[Items from a data source]
»»

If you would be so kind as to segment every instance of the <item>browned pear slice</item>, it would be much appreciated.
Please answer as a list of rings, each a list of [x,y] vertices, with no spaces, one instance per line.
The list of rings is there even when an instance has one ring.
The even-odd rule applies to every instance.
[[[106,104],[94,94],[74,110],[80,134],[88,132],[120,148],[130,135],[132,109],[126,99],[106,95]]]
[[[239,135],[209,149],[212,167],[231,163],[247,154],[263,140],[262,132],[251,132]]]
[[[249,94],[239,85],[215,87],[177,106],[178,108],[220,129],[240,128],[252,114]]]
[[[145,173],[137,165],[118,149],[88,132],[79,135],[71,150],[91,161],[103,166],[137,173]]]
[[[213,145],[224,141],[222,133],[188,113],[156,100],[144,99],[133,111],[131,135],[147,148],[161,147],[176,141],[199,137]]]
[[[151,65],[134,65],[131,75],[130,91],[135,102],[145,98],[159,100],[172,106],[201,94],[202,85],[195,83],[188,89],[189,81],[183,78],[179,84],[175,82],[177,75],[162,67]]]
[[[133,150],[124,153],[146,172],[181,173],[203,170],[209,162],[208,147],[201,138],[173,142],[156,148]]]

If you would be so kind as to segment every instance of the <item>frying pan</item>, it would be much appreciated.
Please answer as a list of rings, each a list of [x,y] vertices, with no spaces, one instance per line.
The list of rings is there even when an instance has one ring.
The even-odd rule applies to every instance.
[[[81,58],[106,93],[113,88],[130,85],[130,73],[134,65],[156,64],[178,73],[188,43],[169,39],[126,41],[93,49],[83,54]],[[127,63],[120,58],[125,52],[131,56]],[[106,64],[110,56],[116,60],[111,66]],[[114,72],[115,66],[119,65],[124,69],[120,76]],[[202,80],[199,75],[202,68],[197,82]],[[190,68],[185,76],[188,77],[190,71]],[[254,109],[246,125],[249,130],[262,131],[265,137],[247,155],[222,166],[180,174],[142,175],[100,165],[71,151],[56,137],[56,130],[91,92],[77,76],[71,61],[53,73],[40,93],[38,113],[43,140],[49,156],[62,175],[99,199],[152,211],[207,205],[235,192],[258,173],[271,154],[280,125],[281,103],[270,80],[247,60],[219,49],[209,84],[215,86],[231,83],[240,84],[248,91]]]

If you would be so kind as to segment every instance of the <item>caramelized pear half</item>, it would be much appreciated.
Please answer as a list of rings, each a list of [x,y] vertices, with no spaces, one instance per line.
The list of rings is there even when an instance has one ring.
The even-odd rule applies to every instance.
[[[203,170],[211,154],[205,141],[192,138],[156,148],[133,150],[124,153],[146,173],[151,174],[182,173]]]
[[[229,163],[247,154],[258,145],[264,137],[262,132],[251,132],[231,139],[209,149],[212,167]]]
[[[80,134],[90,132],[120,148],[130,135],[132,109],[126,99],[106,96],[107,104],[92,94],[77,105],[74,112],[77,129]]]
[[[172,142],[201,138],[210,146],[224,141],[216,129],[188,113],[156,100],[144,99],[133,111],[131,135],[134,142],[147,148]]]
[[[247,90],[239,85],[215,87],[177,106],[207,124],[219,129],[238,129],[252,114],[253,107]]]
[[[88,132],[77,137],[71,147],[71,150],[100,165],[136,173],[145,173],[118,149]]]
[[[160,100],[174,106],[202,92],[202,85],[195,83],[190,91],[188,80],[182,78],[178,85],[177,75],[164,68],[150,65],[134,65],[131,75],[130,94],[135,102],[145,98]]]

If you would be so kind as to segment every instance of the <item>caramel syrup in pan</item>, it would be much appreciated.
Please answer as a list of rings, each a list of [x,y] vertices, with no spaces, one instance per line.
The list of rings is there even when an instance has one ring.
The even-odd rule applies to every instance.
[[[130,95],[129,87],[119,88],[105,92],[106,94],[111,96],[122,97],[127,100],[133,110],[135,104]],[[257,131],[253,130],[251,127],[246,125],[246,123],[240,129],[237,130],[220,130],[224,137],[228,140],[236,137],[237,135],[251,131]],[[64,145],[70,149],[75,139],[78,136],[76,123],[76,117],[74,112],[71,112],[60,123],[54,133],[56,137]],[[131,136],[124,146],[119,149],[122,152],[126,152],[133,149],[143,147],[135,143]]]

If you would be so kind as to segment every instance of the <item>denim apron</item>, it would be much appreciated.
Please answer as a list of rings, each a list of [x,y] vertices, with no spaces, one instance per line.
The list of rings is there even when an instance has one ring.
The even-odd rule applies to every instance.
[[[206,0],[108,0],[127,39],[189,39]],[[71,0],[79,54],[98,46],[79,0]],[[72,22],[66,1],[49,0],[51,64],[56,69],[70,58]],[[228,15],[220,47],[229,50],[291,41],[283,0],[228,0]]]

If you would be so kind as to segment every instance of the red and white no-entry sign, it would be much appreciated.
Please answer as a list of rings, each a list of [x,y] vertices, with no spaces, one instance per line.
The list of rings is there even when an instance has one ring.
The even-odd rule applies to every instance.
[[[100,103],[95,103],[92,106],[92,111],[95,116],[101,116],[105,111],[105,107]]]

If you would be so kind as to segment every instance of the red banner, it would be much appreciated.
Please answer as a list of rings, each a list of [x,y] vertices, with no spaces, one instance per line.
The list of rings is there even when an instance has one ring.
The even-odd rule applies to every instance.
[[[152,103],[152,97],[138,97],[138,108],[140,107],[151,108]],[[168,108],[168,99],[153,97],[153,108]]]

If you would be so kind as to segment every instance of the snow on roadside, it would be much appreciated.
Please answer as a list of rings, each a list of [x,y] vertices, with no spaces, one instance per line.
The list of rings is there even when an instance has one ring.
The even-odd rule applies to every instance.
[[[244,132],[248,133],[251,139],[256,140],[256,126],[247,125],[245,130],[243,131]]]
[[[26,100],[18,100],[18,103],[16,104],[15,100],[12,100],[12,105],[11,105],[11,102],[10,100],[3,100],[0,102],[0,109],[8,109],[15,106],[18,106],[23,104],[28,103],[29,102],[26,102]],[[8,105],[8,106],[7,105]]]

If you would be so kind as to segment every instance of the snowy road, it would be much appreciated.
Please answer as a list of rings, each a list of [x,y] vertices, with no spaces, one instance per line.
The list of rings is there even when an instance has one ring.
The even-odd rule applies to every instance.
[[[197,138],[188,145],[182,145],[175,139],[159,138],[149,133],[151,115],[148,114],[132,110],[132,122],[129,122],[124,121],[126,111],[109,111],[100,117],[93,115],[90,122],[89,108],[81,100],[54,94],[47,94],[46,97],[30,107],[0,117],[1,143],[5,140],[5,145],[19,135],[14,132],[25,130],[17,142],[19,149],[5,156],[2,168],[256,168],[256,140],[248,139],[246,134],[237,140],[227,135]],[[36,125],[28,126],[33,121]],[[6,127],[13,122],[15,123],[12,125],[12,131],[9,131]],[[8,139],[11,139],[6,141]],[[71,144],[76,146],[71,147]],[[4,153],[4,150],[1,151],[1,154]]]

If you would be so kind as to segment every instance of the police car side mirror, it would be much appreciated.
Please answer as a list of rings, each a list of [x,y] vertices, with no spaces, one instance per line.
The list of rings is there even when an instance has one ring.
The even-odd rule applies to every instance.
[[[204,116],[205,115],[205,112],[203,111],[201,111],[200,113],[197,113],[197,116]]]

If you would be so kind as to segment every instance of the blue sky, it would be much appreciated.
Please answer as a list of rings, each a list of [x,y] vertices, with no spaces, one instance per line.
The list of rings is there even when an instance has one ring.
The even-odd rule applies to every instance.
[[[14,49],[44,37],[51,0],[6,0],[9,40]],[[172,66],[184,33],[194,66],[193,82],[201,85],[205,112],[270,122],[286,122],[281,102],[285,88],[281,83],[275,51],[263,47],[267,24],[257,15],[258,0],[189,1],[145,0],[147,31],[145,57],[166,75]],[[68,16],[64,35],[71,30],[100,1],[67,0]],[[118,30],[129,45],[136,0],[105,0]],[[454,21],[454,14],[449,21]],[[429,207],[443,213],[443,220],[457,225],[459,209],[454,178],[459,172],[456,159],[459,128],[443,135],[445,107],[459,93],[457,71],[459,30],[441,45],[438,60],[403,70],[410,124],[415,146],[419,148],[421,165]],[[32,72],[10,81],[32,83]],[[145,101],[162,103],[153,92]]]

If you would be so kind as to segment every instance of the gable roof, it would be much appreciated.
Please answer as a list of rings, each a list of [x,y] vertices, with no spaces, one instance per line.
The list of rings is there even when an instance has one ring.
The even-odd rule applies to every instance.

««

→ **Exercise instructions**
Send back exactly the lines from the line with "sky, it would be much appreciated." through the end of the records.

→ **Result of this exercise**
If you would be so kind as to segment every instance of the blue sky, it would be much appreciated.
Please answer as a list of rings, each a list of [x,y] vertices, with no spaces, one instance per line.
The list of rings is there even when an instance has one ring.
The even-odd rule applies to every instance.
[[[14,49],[44,37],[51,0],[6,0],[9,40]],[[172,66],[184,33],[194,66],[193,82],[201,85],[205,112],[270,122],[286,122],[281,102],[285,88],[281,83],[275,51],[263,47],[267,24],[257,15],[258,0],[189,1],[145,0],[147,31],[145,57],[166,75]],[[68,16],[64,35],[71,30],[100,1],[67,0]],[[118,30],[129,45],[136,0],[105,0]],[[454,21],[454,14],[449,21]],[[429,207],[443,213],[443,220],[457,225],[459,209],[454,178],[459,172],[456,159],[459,128],[443,135],[445,107],[459,93],[457,71],[459,30],[441,45],[438,60],[403,70],[410,124],[415,146],[419,148],[421,165]],[[32,72],[10,81],[32,83]],[[145,101],[162,103],[153,92]]]

If you would be so kind as to segment every instance of the gable roof, it would be much appreciated.
Please answer as a list of rings, each a list of [x,y] vertices, with no spaces, one instance per line.
The list of rings is there even when an instance has one ring.
The even-odd rule applies to every instance.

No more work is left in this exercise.